SUPPLIED INFORMATION

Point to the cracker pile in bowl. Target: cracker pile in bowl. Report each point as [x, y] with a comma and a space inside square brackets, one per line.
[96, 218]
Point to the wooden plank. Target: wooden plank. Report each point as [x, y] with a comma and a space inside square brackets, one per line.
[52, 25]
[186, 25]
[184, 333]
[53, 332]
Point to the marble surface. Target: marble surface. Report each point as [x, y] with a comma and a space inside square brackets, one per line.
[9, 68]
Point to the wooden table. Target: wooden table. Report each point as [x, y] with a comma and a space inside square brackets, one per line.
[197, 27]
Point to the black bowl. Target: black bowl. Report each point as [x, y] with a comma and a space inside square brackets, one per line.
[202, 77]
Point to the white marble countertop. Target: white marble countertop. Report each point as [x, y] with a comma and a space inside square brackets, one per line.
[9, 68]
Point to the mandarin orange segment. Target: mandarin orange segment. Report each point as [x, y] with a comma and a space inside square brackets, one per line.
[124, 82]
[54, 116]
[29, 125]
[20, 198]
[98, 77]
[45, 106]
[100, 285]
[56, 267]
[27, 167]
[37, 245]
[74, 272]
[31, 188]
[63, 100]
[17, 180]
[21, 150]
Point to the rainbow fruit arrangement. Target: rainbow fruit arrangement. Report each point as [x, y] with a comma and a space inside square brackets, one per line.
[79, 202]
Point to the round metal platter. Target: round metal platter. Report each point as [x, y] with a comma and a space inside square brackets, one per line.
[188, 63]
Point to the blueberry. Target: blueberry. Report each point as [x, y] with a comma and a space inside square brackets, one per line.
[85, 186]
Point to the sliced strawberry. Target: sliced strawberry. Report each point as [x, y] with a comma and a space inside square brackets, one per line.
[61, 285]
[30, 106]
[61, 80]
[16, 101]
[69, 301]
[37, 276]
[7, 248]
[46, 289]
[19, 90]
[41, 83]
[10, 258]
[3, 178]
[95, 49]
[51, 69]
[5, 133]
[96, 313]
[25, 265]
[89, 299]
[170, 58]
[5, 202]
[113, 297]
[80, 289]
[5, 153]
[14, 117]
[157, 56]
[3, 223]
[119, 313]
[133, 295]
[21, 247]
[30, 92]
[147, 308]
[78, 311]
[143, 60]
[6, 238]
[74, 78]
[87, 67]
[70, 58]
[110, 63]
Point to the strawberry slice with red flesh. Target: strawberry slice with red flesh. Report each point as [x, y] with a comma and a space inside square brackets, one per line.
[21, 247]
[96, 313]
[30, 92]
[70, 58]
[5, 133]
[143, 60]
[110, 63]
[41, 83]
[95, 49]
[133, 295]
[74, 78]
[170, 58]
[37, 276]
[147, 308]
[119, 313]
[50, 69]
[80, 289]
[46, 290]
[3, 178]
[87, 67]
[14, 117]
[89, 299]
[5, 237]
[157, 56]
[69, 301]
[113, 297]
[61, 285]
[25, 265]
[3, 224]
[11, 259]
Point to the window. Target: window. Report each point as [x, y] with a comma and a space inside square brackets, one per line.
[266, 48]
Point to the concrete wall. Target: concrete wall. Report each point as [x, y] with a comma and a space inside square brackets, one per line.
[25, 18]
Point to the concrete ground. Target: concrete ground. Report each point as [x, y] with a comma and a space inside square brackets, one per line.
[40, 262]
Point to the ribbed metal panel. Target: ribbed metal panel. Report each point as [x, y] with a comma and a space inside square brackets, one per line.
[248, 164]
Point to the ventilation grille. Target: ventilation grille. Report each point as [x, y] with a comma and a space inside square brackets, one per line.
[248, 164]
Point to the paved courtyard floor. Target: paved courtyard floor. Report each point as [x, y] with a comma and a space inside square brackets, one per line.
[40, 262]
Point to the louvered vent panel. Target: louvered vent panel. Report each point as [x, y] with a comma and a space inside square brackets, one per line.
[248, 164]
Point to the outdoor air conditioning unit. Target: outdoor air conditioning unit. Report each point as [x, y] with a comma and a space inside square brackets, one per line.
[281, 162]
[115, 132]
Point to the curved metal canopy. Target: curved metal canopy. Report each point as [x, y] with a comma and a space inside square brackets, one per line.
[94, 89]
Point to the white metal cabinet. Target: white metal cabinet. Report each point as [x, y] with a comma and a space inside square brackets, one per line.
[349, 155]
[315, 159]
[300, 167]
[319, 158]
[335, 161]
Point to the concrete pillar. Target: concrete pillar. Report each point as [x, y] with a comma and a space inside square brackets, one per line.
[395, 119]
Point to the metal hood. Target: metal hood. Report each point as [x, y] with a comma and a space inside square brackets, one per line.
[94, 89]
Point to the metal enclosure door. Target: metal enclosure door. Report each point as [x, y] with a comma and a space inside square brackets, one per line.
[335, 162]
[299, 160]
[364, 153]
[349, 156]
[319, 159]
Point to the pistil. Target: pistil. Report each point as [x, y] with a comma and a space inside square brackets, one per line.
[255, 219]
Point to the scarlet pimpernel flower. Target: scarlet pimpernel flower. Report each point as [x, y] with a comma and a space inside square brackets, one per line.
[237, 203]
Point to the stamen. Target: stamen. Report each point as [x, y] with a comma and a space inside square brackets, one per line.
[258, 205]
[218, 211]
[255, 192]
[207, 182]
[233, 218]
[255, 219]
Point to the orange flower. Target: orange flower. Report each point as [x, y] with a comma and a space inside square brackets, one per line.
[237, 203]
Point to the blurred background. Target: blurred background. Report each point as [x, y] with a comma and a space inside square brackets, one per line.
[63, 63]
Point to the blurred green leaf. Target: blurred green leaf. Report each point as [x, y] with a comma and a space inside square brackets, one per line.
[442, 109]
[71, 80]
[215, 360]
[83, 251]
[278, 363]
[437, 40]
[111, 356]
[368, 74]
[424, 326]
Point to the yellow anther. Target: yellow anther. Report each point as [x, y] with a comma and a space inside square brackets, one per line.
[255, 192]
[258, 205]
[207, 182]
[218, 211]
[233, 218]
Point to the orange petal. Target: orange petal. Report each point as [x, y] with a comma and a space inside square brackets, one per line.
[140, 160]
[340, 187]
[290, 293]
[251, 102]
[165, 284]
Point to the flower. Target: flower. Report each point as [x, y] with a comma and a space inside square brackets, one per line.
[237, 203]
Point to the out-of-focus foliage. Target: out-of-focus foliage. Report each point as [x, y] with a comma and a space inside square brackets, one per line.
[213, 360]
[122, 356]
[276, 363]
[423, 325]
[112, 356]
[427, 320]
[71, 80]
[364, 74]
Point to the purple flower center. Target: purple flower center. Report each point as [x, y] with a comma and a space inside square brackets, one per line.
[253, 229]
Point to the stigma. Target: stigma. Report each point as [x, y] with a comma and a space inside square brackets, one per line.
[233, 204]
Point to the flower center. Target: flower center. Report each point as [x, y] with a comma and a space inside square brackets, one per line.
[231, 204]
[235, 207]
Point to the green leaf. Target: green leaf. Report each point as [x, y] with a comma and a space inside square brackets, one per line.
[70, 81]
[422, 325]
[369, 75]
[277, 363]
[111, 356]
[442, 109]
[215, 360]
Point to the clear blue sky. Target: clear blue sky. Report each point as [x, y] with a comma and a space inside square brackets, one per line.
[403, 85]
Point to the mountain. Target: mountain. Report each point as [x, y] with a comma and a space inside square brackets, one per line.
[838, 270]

HOW TO COMPLETE THIS TASK
Every line of the material above must be set down again exactly.

SOLUTION TO THIS PROBLEM
Point to the cracker pile in bowl. Target: cracker pile in bowl. Report each point as [x, y] with a comma and a space inside square brackets, one per line.
[96, 218]
Point to the wooden plank. Target: wooden plank. Report each point as [x, y] with a comma and a space inside square brackets, one per line.
[52, 25]
[186, 25]
[184, 333]
[53, 332]
Point to the marble surface. Target: marble surface. Report each point as [x, y] with a comma and a space inside square brackets, one per line.
[9, 68]
Point to the wooden table. Target: wooden table. Report each point as [x, y] with a comma and a space inside square brackets, one per line.
[197, 27]
Point to the black bowl. Target: black bowl. Report each point as [x, y] with a comma and a space inside square brackets, one per line.
[202, 77]
Point to the white marble countertop. Target: white marble countertop. Report each point as [x, y] with a comma and a space inside square brackets, one per line.
[9, 68]
Point to the mandarin orange segment. Target: mandarin orange segment. Report each point as [x, y] with a comma and a space inside square brackets, one per line.
[124, 82]
[54, 116]
[29, 125]
[20, 198]
[98, 77]
[45, 106]
[100, 285]
[56, 267]
[27, 167]
[37, 245]
[74, 272]
[31, 188]
[63, 100]
[17, 180]
[21, 150]
Point to the rainbow fruit arrangement. Target: rainbow fruit arrangement. Report each point as [x, y] with a comma and a space inside square brackets, one per line.
[79, 202]
Point to the round metal platter. Target: round metal platter. Report each point as [x, y] with a comma and a space inside square brackets, one per line.
[188, 63]
Point to the blueberry. Target: blueberry. Report each point as [x, y] with a comma and a space inside square brackets, one per line.
[85, 186]
Point to the sliced strawberry. Target: sliced strawberry. Report each point as [x, y] with a comma and a space inside square brackets, one per line.
[61, 285]
[30, 106]
[61, 80]
[16, 101]
[69, 301]
[37, 276]
[7, 248]
[46, 289]
[19, 90]
[41, 83]
[10, 258]
[3, 178]
[95, 49]
[51, 69]
[5, 133]
[96, 313]
[25, 265]
[89, 299]
[170, 58]
[5, 202]
[113, 297]
[80, 289]
[5, 153]
[14, 117]
[157, 56]
[3, 223]
[119, 313]
[133, 295]
[21, 247]
[30, 92]
[147, 308]
[78, 311]
[143, 60]
[6, 238]
[74, 78]
[87, 67]
[70, 58]
[110, 63]
Point to the strawberry slice with red flesh. Target: strawberry slice with red flesh. Report each point as [x, y] with a comma and a space inside square brackets, one per line.
[21, 247]
[96, 313]
[30, 92]
[70, 58]
[5, 133]
[143, 60]
[110, 63]
[41, 83]
[95, 49]
[133, 295]
[74, 78]
[170, 58]
[37, 276]
[147, 308]
[119, 313]
[50, 69]
[80, 289]
[46, 290]
[3, 178]
[87, 67]
[14, 117]
[89, 299]
[5, 237]
[157, 56]
[69, 301]
[113, 297]
[61, 285]
[25, 265]
[3, 224]
[11, 259]
Point to the window. Target: window. Report each point as [x, y] with a comma and a space inside square brackets, one per line.
[266, 48]
Point to the concrete wall. Target: concrete wall. Report each point as [x, y] with a comma and a space inside square brackets, one per line.
[25, 18]
Point to the concrete ground. Target: concrete ground. Report each point as [x, y] with a comma and a space inside square brackets, one per line.
[40, 262]
Point to the ribbed metal panel. Target: ribbed metal panel. Report each point as [x, y] with a comma and a space inside square brackets, one per line.
[248, 164]
Point to the ventilation grille. Target: ventilation grille. Report each point as [x, y] with a comma and a space inside square brackets, one per line.
[248, 164]
Point to the paved courtyard floor. Target: paved courtyard floor. Report each point as [x, y] with a comma and a space inside square brackets, one per line.
[40, 262]
Point to the louvered vent panel. Target: louvered vent panel. Report each point as [x, y] with a comma and a space inside square brackets, one per line.
[248, 164]
Point to the outdoor air conditioning unit. Target: outdoor air conditioning unit. Report each point as [x, y] with a comma and a space inside square brackets, one per line.
[281, 162]
[115, 132]
Point to the curved metal canopy. Target: curved metal canopy. Report each point as [x, y] with a comma and a space inside square brackets, one per line.
[94, 89]
Point to the white metal cabinet. Target: white metal cabinet. Report each point as [x, y] with a comma and a space inside square brackets, one per line.
[349, 155]
[315, 159]
[300, 167]
[319, 158]
[335, 161]
Point to the concrete pillar. Target: concrete pillar. Report each point as [x, y] with a comma and a space inside square brackets, one per line.
[395, 119]
Point to the metal hood. Target: metal hood. Report each point as [x, y] with a comma and a space inside square brackets, one per line.
[94, 89]
Point to the metal enclosure door. Target: metal enclosure door. Report each point as [x, y] with a comma and a space inside square brackets, one per line.
[335, 162]
[299, 160]
[364, 153]
[349, 156]
[319, 159]
Point to the pistil. Target: pistil. Report each point as [x, y] with a comma and a space inside square brackets, one per line.
[255, 219]
Point to the scarlet pimpernel flower. Target: scarlet pimpernel flower. Report each point as [x, y] with a comma and a space inside square brackets, one per line.
[237, 203]
Point to the stamen. Target: stamen. Report each point as [x, y] with a comma and a space inside square brackets, one per line.
[258, 205]
[218, 211]
[255, 192]
[207, 182]
[233, 218]
[255, 219]
Point to the orange flower. Target: orange flower. Report each point as [x, y] with a comma and a space inside square brackets, one per line.
[237, 203]
Point to the blurred background. Target: blurred background. Report each point as [x, y] with a comma and a space inside square brackets, one per line.
[63, 63]
Point to the blurred green leaf. Target: blurred green leaf. Report each point as [x, y] with a comma and a space inside square brackets, one per line.
[442, 109]
[71, 80]
[215, 360]
[83, 251]
[278, 363]
[437, 40]
[111, 356]
[368, 74]
[424, 326]
Point to the yellow anther. Target: yellow anther. Report each point as [x, y] with a comma and a space inside square brackets, one per line.
[255, 192]
[258, 205]
[207, 182]
[218, 211]
[233, 218]
Point to the orange petal. Target: orange petal. Report each point as [x, y] with a comma and a space inside square brackets, one per line.
[140, 160]
[340, 187]
[290, 293]
[251, 102]
[165, 284]
Point to the flower. Target: flower. Report each point as [x, y] with a comma and a space inside square brackets, one per line.
[237, 203]
Point to the out-of-focus foliage. Target: out-of-focus foliage. Report each point as [x, y] with a comma and a space inside square brackets, one per line.
[213, 360]
[122, 356]
[276, 363]
[423, 325]
[112, 356]
[427, 320]
[71, 80]
[364, 74]
Point to the purple flower center. Target: purple flower center. Report each point as [x, y] with a comma and a space inside square brackets, one per line.
[253, 229]
Point to the stigma. Target: stigma. Report each point as [x, y] with a comma and a space inside square brackets, one per line.
[233, 204]
Point to the flower center. Target: flower center. Report each point as [x, y] with a comma and a space inside square brackets, one per line.
[231, 204]
[235, 207]
Point to the green leaf. Target: green leaf. Report each point as [x, y] with a comma and a space inside square brackets, one per line.
[70, 81]
[422, 325]
[369, 75]
[277, 363]
[111, 356]
[442, 109]
[215, 360]
Point to the clear blue sky. Target: clear blue sky. Report each point as [x, y] with a comma and a space inside square brackets, one per line.
[403, 85]
Point to the mountain. Target: mountain. Report each point as [x, y] with a comma and a space inside square brackets, one per line.
[838, 270]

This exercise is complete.